##### MATERIAL FOR THE TASK
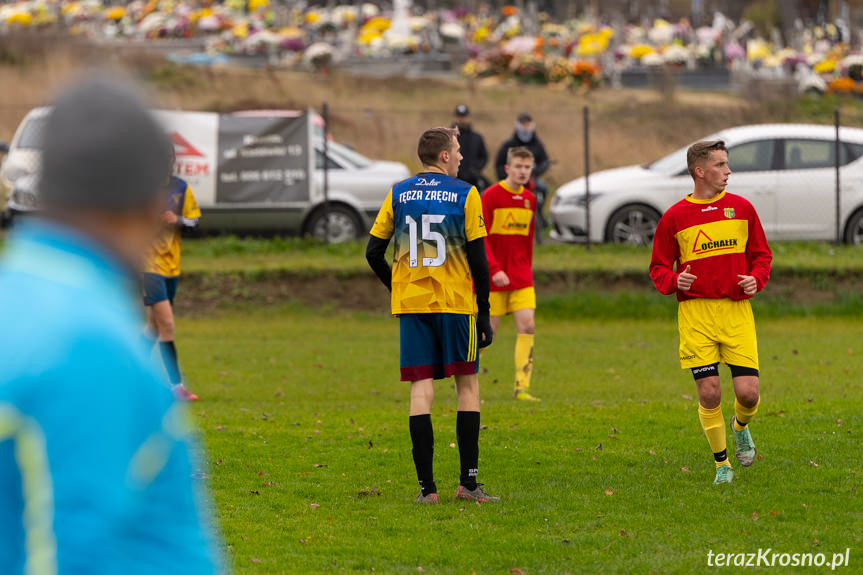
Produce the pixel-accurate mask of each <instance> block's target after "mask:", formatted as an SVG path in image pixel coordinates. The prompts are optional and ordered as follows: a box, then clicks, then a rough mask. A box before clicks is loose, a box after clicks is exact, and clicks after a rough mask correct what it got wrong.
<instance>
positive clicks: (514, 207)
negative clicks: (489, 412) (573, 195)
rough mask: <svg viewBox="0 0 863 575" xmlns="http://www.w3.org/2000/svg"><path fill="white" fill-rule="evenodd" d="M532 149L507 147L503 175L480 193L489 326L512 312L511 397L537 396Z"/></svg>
mask: <svg viewBox="0 0 863 575" xmlns="http://www.w3.org/2000/svg"><path fill="white" fill-rule="evenodd" d="M533 162H534V158H533V153H532V152H531V151H530V150H528V149H527V148H524V147H516V148H510V149H509V151H508V152H507V156H506V165H505V166H504V169H505V170H506V179H504V180H502V181H500V182H498V183H497V184H495V185H494V186H491V187H489V188H488V189H487V190H486V191H485V193H484V194H483V196H482V211H483V214H484V215H485V223H486V226H487V227H488V237H486V241H485V246H486V256H487V257H488V271H489V274H490V275H491V294H490V295H489V302H490V304H491V326H492V329H493V330H494V331H495V333H497V328H498V326H499V325H500V318H501V316H504V315H508V314H512V315H513V318H514V319H515V329H516V332H517V335H516V340H515V398H516V399H519V400H522V401H539V399H537V398H536V397H534V396H532V395H531V394H530V392H529V391H528V388H530V376H531V374H532V373H533V337H534V331H535V329H536V324H535V321H534V312H535V310H536V292H535V290H534V287H533V235H534V222H535V221H536V220H535V215H536V196H534V195H533V193H531V191H530V190H528V189H527V188H525V185H526V184H527V183H528V182H529V181H530V174H531V172H532V171H533Z"/></svg>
##########
TO DO :: Set down every line of the entries above again, exactly as written, but not the pictures.

EXERCISE RESULT ::
Produce the pixel-accurate mask of each <instance> block's target after "mask:", formatted as an SVG path in image pixel coordinates. The prompts are optional and ordered as follows: a box, then clicks, then a rough mask. A box before clicks is loose, a box after clicks is exact, and clicks after a rough mask correct what it got wrong.
<instance>
positive clicks: (514, 207)
negative clicks: (489, 412) (573, 195)
rough mask: <svg viewBox="0 0 863 575" xmlns="http://www.w3.org/2000/svg"><path fill="white" fill-rule="evenodd" d="M532 149L507 147L503 175L480 193L489 326L512 312L511 397L537 396Z"/></svg>
mask: <svg viewBox="0 0 863 575" xmlns="http://www.w3.org/2000/svg"><path fill="white" fill-rule="evenodd" d="M533 162H534V158H533V153H532V152H531V151H530V150H528V149H527V148H524V147H516V148H510V149H509V151H508V152H507V156H506V165H505V166H504V169H505V170H506V179H504V180H502V181H500V182H498V183H497V184H495V185H494V186H491V187H489V188H488V189H487V190H486V191H485V193H484V194H483V196H482V211H483V214H484V215H485V223H486V226H487V227H488V237H486V241H485V246H486V256H487V257H488V271H489V274H490V275H491V294H490V295H489V302H490V304H491V326H492V329H493V330H494V331H495V333H497V328H498V326H499V325H500V318H501V316H504V315H508V314H512V315H513V318H514V319H515V329H516V332H517V335H516V340H515V398H516V399H519V400H522V401H539V399H537V398H536V397H534V396H532V395H531V394H530V392H529V391H528V388H530V376H531V374H532V373H533V337H534V331H535V329H536V324H535V321H534V312H535V310H536V292H535V290H534V287H533V235H534V222H535V221H536V220H535V215H536V196H534V195H533V193H531V191H530V190H528V189H527V188H525V185H526V184H527V183H528V182H529V181H530V174H531V172H532V171H533Z"/></svg>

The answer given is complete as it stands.